+++ DONNÉES FOURNIES

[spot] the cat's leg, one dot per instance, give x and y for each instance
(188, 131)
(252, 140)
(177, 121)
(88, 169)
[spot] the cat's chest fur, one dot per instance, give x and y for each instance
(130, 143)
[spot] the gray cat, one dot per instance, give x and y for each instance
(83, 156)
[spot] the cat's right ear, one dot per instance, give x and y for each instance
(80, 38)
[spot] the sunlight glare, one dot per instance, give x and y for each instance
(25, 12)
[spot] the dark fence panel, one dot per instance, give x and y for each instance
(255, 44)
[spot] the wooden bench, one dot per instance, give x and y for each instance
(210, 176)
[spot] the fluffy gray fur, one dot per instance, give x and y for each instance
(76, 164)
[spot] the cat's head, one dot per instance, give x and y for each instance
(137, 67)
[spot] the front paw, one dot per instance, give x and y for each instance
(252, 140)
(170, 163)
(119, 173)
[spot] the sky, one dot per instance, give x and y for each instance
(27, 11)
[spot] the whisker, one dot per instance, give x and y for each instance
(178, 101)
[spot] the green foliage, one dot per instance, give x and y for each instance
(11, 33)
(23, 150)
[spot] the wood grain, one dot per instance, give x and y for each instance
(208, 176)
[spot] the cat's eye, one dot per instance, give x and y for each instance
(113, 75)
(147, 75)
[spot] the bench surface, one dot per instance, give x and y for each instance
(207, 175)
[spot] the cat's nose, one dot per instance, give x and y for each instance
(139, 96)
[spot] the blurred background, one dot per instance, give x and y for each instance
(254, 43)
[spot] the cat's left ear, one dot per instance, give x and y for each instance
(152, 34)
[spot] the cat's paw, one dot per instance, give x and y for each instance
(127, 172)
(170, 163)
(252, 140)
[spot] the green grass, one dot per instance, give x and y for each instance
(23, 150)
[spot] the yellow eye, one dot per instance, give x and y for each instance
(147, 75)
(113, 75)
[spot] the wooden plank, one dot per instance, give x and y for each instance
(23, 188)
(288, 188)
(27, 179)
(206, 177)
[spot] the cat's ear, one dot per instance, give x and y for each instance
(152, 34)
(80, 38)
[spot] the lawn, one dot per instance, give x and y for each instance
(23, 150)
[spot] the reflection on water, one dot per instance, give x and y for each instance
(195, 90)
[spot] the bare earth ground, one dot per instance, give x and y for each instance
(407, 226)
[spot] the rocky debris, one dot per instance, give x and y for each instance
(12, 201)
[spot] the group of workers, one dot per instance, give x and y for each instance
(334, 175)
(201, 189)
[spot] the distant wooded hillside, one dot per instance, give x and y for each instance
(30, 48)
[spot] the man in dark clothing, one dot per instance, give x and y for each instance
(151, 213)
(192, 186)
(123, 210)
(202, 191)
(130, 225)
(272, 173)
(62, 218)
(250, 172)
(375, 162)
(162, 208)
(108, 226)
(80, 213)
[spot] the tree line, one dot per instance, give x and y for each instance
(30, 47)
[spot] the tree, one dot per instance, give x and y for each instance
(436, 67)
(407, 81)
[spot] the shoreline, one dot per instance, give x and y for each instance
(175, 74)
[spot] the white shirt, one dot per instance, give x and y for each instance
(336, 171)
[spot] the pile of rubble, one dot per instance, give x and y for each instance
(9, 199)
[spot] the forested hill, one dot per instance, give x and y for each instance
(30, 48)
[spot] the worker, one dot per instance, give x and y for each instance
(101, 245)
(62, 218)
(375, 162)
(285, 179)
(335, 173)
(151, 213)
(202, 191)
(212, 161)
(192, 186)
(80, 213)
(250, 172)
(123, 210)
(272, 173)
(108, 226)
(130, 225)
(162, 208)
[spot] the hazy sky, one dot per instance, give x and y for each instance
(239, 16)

++++++

● **CONSIGNE**
Recopiez mot pour mot l'ensemble des enregistrements ci-dessus, du premier au dernier, sans rien y changer.

● **RÉSULTAT**
[spot] the cat's leg, one dot per instance, give x and y for each instance
(188, 131)
(252, 140)
(177, 121)
(88, 169)
[spot] the cat's chest fur, one dot per instance, give x and y for each instance
(130, 143)
[spot] the gray cat, one dot per instance, give x and y for each instance
(83, 156)
[spot] the cat's right ear, one dot per instance, give x and y for each instance
(80, 38)
[spot] the sunlight glare, one dot per instance, give x and y for each instance
(25, 12)
[spot] the dark fence panel, one dot per instance, give x and y for each instance
(255, 44)
[spot] the wooden bench, one dot per instance, give x and y for each instance
(210, 176)
[spot] the fluffy gray fur, one dot per instance, give x and y for each instance
(76, 164)
[spot] the cat's head, one dot per instance, give x and y for each instance
(137, 67)
[spot] the front paw, one dot per instance, give x and y for each instance
(252, 140)
(170, 163)
(119, 173)
[spot] the sky, one dot per instance, give x and y for each instance
(27, 11)
[spot] the whisker, one dot per instance, give x and y for each instance
(178, 101)
[spot] the green foliage, one dot per instance, give x and y for each instance
(11, 33)
(23, 150)
[spot] the wood grain, one dot per instance, give x and y for each instance
(208, 176)
[spot] the cat's eye, one dot per instance, give x and y for each instance
(113, 75)
(147, 75)
[spot] the bench surface, one dot per instance, give x and y for each instance
(207, 175)
[spot] the cat's nose, one dot per instance, give x and y for each instance
(139, 96)
[spot] the blurred background, one dot per instance, give x and y for each instance
(254, 43)
[spot] the cat's left ear, one dot per instance, give x and y for each instance
(152, 34)
[spot] the cat's paw, one dot per instance, give x and y for each instance
(127, 172)
(170, 163)
(252, 140)
[spot] the green grass, one dot per instance, give x and y for each instance
(23, 150)
[spot] the yellow eye, one dot per instance, give x and y for each instance
(147, 75)
(113, 75)
[spot] the wooden plank, one dot per instance, give x and y for each instance
(23, 188)
(288, 188)
(27, 179)
(206, 177)
[spot] the cat's ear, one dot per instance, give x and y for each instance
(152, 34)
(80, 38)
[spot] the lawn, one dot per instance, give x and y for each instance
(23, 150)
[spot] the reflection on water, one dot per instance, give x and y for each instance
(195, 90)
[spot] the bare earth ground, one dot per instance, give x and y for each instance
(407, 226)
[spot] the rocky debris, one dot per instance, give x and y for each instance
(12, 201)
[spot] the group of workers, one dot per instance, give x and y for each instance
(334, 175)
(201, 189)
[spot] the distant wooded hillside, one dot per instance, give x and y for each instance
(30, 48)
[spot] the man in dark clothing, one dot per instance, give x and y for each instance
(151, 213)
(192, 186)
(123, 210)
(202, 191)
(130, 225)
(272, 173)
(62, 218)
(250, 172)
(375, 162)
(162, 208)
(108, 226)
(80, 213)
[spot] the tree line, one dot per instance, give x and y for each instance
(30, 47)
[spot] the tree, one dot per instance, give x and y for each instance
(436, 67)
(407, 81)
[spot] the shoreline, one dot per instance, give x and y for each instance
(175, 74)
[spot] the white shirt, one dot per instance, give x and y for each instance
(336, 171)
[spot] the pile of rubble, one dot per instance, give x and y for each instance
(9, 199)
[spot] the forested hill, one dot per instance, give x and y for each instance
(30, 48)
[spot] the worker, one dot per instance, give x and y for each instance
(101, 245)
(62, 218)
(375, 162)
(285, 179)
(335, 173)
(151, 213)
(202, 191)
(212, 161)
(192, 186)
(80, 213)
(250, 172)
(123, 210)
(272, 173)
(108, 226)
(130, 225)
(162, 208)
[spot] the hazy sky, one dot per instance, give x and y for each instance
(239, 16)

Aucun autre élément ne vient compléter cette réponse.